TASK ITEM
Apart from the images, reproduce every record word for word.

*** Begin section ***

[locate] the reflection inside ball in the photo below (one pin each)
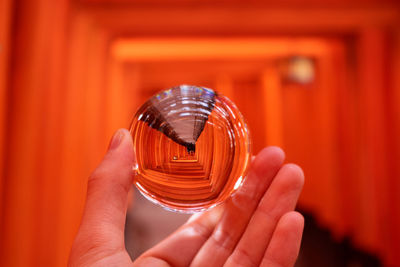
(192, 148)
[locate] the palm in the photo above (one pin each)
(257, 226)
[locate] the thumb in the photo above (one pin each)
(104, 215)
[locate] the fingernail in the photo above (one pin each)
(116, 140)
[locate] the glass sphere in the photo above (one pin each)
(192, 148)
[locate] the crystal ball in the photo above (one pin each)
(192, 148)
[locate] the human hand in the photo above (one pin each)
(255, 227)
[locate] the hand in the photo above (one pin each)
(255, 227)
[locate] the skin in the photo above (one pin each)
(256, 227)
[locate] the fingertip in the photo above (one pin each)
(293, 218)
(294, 175)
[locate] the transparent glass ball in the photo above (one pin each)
(192, 148)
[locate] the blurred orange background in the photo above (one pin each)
(319, 78)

*** End section ***

EXERCISE RESULT
[locate] the reflection inside ball in the photo below (one pin each)
(192, 148)
[locate] the palm in the photo above (one pin each)
(257, 226)
[locate] the thumb in the photo above (one pin each)
(104, 215)
[locate] the fingernail in the photo above (one pin each)
(116, 140)
[locate] the glass sphere in the photo above (one pin each)
(192, 148)
[locate] the crystal ball in the photo above (one pin each)
(192, 148)
[locate] the human hand in the photo above (one pin each)
(255, 227)
[locate] the hand in the photo above (one pin each)
(255, 227)
[locate] the skin in the photo above (one pin each)
(256, 227)
[locate] the fingertip in the photo above (one pin each)
(293, 218)
(294, 175)
[locate] the transparent glass ball in the photo above (one pin each)
(192, 148)
[locate] the blurred orange background in the photo above (one pin each)
(319, 78)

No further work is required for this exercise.